*** Records for the exercise Section Begins ***

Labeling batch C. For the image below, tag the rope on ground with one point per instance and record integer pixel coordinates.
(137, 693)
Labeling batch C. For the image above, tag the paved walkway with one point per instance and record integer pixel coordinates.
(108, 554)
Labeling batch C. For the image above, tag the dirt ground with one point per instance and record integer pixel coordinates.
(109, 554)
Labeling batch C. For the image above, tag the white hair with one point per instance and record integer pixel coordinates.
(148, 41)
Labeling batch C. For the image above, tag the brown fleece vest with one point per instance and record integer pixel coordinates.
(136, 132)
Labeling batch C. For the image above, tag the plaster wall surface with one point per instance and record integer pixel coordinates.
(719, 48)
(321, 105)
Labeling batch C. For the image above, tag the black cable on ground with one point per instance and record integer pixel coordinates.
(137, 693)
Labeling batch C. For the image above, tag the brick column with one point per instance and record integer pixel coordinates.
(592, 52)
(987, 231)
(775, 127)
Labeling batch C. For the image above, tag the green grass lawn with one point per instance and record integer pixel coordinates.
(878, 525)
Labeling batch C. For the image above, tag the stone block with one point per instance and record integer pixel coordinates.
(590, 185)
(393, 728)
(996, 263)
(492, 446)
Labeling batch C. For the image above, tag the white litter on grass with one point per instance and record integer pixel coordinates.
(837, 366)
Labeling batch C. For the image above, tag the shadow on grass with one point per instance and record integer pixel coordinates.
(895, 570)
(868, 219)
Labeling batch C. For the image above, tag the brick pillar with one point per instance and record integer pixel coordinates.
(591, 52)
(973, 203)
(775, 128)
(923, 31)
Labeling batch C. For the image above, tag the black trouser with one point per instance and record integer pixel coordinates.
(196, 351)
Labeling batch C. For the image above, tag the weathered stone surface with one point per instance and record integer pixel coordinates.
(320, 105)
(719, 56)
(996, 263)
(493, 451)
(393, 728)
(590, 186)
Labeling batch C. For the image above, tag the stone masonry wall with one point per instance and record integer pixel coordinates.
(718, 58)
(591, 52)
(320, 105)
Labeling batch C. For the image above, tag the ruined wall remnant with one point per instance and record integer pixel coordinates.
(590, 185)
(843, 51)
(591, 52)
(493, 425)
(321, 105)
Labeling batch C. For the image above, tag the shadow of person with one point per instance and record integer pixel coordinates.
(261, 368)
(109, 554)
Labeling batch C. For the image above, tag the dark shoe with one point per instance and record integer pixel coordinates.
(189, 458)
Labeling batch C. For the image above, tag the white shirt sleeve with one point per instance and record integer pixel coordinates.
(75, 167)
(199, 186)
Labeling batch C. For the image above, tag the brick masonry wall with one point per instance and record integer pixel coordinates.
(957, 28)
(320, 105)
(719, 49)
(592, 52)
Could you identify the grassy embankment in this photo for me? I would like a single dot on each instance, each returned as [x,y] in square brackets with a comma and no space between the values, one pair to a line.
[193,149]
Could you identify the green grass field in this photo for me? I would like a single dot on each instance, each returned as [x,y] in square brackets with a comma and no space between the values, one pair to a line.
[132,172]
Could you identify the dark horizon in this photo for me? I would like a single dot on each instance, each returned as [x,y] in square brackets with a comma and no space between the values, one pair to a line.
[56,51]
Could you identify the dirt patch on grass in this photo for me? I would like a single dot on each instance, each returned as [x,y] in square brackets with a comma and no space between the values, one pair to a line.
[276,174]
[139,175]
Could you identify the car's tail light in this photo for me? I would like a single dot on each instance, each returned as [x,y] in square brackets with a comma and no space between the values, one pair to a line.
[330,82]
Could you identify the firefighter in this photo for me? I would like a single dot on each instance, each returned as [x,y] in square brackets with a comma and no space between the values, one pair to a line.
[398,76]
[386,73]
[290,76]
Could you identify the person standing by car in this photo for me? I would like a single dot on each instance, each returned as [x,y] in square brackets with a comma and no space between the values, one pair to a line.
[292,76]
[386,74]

*** Records for the exercise Section Ends ***

» What you should do: Reproduce the entries above in full by retyping them exactly.

» Task solution:
Labeling batch C. For the image below, tag the rope on ground with one point per instance and record integer pixel coordinates.
(137, 693)
Labeling batch C. For the image above, tag the paved walkway with one point per instance and record integer pixel coordinates.
(108, 554)
Labeling batch C. For the image above, tag the dirt ground with one point per instance and record integer pixel coordinates.
(109, 554)
Labeling batch C. For the image above, tag the white hair with one point per instance and record integer pixel coordinates.
(148, 41)
Labeling batch C. For the image above, tag the brown fleece vest with one point per instance and record integer pixel coordinates.
(136, 132)
Labeling batch C. For the image above, tag the plaster wall surface with one point per instance and record integer pixel coordinates.
(719, 48)
(321, 105)
Labeling batch C. For the image above, tag the black cable on ground with one point per instance and record integer pixel coordinates.
(137, 693)
Labeling batch C. For the image above, tag the brick column with one point per instance and record integer pixel coordinates.
(592, 52)
(987, 231)
(775, 127)
Labeling batch C. For the image above, tag the green grass lawn with one point per instance and record integer pixel coordinates.
(878, 525)
Labeling batch C. For the image above, tag the stone block with one point per instance and record integer pixel coordinates.
(590, 185)
(393, 728)
(996, 263)
(492, 446)
Labeling batch C. For the image above, tag the white litter on grass with one point per instance and record integer pixel coordinates.
(837, 366)
Labeling batch C. For the image above, tag the shadow on grass with one point per instance and record integer pixel coordinates.
(895, 570)
(868, 219)
Labeling batch C. For the image above, tag the brick pillar with one point per instance and record integer pixel coordinates.
(591, 52)
(973, 203)
(775, 128)
(923, 31)
Labeling batch C. For the image above, tag the black trouser with one point per instance and record integer pixel coordinates.
(196, 351)
Labeling batch C. For the image above, tag the weathered stone surface with one point per instance and record integer pixel coordinates.
(320, 105)
(719, 56)
(996, 263)
(493, 451)
(393, 728)
(590, 186)
Labeling batch C. For the image above, tag the stone masonry wall with one point per instance and record integer pixel coordinates.
(718, 58)
(591, 52)
(320, 105)
Labeling batch C. For the image above, tag the ruined wall remnant with one point per instance and record integer pixel coordinates.
(590, 185)
(843, 51)
(591, 52)
(493, 425)
(321, 105)
Labeling batch C. For the image above, tag the shadow of person with one point per instance and record integer pixel coordinates.
(261, 368)
(109, 554)
Labeling batch C. For the image above, tag the dark shoe with one point per instance and record integer pixel coordinates.
(189, 458)
Labeling batch C. For the image above, tag the white shirt sleeve with one point per instance and record integer pixel coordinates.
(75, 167)
(199, 186)
Labeling batch C. For the image above, tag the brick masonry wall with one point per instance and record integer pixel coordinates.
(957, 28)
(320, 105)
(719, 49)
(592, 52)
Could you identify the grassy embankment in this photo for me? I would like a single dot on each instance, each returned as [x,y] in square brackets with a comma and no space between the values, one pair to a line.
[193,149]
Could you identify the green grass field in this photo for me? I would like a single dot on each instance, each returned as [x,y] in square brackets with a comma and no space between the values, one pair to a line.
[132,172]
Could you identify the dark horizon in this photo for me? I would like a single dot on each instance, each returned as [x,y] in square brackets with a comma and no space between the values, one pair to a line.
[56,51]
Could you identify the dirt patch on grass in this photo for me? I would like a single dot on each instance, each returned as [x,y] in square brackets with a comma and no space between the values, one pair to a line.
[276,174]
[139,175]
Could you identify the car's tail light in this photo for me? I would like a single dot on each instance, each returned as [x,y] in square brackets with a comma and no space between the values, one pair to a line.
[330,82]
Could you identify the firefighter in this photo for me? I would like a single dot on each instance, each returned as [x,y] in square brackets with a comma and no space between the values, one pair to a line.
[398,76]
[386,73]
[290,76]
Could you identify the person standing by car in this photo for me? I would like a single dot on each instance, each returned as [x,y] in square brackets with a comma and no space between the values, one pair to a line.
[292,76]
[386,74]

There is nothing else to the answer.